(Data items)
◇ ◇ ◇ ◇ ◇
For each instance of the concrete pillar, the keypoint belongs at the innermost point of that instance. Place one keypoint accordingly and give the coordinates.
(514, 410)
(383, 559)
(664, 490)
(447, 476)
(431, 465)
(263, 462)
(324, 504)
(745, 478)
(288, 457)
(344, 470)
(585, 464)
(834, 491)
◇ ◇ ◇ ◇ ◇
Written task — Convert the entries above into a two-column CSV with the headers instruction and points. Give one row per entry, with its text and its answer each in a single quoted field and line breaks replaced by spaces.

Completed exercise —
instruction,points
"For each instance of the concrete pillar, the keypoint belongs at the innermost point of that instance. Place one keypoint accordingly and give the coordinates.","(514, 410) (383, 559) (664, 490) (447, 476) (431, 465) (263, 462) (324, 504) (745, 478) (288, 457) (344, 470) (585, 464) (834, 491)"